Top of Excerpted text

The Insufficiency of Factual Causation:

Whilst proving factual causation may suffice to establish causation, there are cases where the prosecution must prove legal causation because factual causation would not suffice to establish liability or otherwise. For instance, it would be absurd to say a bus driver who failed to pick up a murder victim caused the murder because “but for the bus driver failing to stop the bus to pick up the victim, he would not have been at the location where he was shot and murdered by the accused.”

This reasoning, though consistent with the logic of factual causation, is simply absurd and capable of being used to establish a causal link between almost anyone and a crime. Legal causation fixes some of the absurdities that may arise following an application of factual causation.

Legal Causation:

Essentially, legal causation means that the acts of the accused must be an operative and substantial cause of the prohibited event. It is also often expressed as a question of whether the prohibited event is a foreseeable consequence of the accused’s acts.

In re-examining the bus driver example (supra), the harm caused to the victim was not a foreseeable consequence of the bus driver’s failure to pick up the victim. Rather, it was a foreseeable consequence of being shot, hence the shooter caused the victim’s death. Also, the act of shooting the victim was the operative and substantial cause of the victim’s death, and not the failure of the bus driver to pick up the victim.

Bottom of Excerpted text
Top of Excerpted data

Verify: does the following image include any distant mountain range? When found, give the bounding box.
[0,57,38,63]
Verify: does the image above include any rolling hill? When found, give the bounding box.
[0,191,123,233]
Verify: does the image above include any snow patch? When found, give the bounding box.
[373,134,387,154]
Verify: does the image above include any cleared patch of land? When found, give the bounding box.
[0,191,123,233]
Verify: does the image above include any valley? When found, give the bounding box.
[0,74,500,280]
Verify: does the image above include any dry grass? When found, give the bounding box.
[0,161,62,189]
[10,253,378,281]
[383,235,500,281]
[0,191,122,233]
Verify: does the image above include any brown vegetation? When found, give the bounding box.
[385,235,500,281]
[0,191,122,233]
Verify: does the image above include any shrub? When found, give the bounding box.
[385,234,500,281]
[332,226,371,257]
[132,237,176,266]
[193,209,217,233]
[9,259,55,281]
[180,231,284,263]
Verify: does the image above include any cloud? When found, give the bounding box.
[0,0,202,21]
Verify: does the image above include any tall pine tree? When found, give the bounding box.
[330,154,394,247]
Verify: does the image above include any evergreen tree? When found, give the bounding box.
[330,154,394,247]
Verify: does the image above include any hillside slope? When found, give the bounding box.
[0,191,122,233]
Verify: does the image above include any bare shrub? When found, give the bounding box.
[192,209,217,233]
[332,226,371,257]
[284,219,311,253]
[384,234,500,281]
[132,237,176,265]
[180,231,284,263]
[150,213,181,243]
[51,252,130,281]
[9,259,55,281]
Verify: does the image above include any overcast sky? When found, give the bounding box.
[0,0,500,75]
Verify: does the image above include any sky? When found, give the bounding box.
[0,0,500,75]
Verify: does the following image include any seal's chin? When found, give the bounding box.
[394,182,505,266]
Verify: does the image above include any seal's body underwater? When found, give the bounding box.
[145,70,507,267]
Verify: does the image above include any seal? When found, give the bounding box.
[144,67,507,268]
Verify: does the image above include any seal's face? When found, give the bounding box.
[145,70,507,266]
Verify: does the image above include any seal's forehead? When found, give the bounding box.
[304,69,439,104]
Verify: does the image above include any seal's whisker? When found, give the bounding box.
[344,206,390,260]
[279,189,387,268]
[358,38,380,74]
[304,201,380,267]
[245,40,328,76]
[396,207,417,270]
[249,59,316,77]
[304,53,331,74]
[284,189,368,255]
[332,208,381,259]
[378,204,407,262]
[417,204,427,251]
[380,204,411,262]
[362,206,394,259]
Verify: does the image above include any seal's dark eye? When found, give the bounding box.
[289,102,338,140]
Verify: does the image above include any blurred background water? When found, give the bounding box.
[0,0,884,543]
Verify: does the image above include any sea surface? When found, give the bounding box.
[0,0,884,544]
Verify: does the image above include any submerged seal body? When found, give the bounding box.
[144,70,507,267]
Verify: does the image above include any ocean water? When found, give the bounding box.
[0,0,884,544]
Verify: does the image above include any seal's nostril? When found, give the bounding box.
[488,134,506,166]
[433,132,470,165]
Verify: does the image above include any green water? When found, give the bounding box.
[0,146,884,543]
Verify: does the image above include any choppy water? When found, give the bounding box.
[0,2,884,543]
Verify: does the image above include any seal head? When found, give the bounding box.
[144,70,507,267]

Bottom of Excerpted data

Activity.
Reproduce the full text on factual and legal causation, word for word.

Output for this task.
The Insufficiency of Factual Causation:

Whilst proving factual causation may suffice to establish causation, there are cases where the prosecution must prove legal causation because factual causation would not suffice to establish liability or otherwise. For instance, it would be absurd to say a bus driver who failed to pick up a murder victim caused the murder because “but for the bus driver failing to stop the bus to pick up the victim, he would not have been at the location where he was shot and murdered by the accused.”

This reasoning, though consistent with the logic of factual causation, is simply absurd and capable of being used to establish a causal link between almost anyone and a crime. Legal causation fixes some of the absurdities that may arise following an application of factual causation.

Legal Causation:

Essentially, legal causation means that the acts of the accused must be an operative and substantial cause of the prohibited event. It is also often expressed as a question of whether the prohibited event is a foreseeable consequence of the accused’s acts.

In re-examining the bus driver example (supra), the harm caused to the victim was not a foreseeable consequence of the bus driver’s failure to pick up the victim. Rather, it was a foreseeable consequence of being shot, hence the shooter caused the victim’s death. Also, the act of shooting the victim was the operative and substantial cause of the victim’s death, and not the failure of the bus driver to pick up the victim.